## Task details:
Please rewrite all of the following items in full, requests included, and offset every box coordinate in the answers by adding 43. Leave the numbers in the requests unchanged.

╔══

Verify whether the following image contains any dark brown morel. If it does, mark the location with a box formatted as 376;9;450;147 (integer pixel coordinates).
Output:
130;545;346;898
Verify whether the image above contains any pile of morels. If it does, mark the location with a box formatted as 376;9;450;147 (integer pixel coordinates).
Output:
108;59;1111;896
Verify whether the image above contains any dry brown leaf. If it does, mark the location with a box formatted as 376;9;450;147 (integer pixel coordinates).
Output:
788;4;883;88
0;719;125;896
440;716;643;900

╚══

## Result:
Verify whether the following image contains any dark brown morel. If it does, mark the location with a box formatted as 376;9;450;147 (integer pixel coordinates).
Output:
173;588;389;941
Verify whether the image above contains any pile of morels. If it does, mark the location with a box formatted as 376;9;450;147 (integer pixel coordinates).
Output:
151;102;1154;939
Verify whether the image above contains any dry brown leaf. If it does, mark the location with a box formatted as 376;9;450;147 (integer pixel coordinates).
Output:
831;47;926;131
43;762;168;939
483;759;686;943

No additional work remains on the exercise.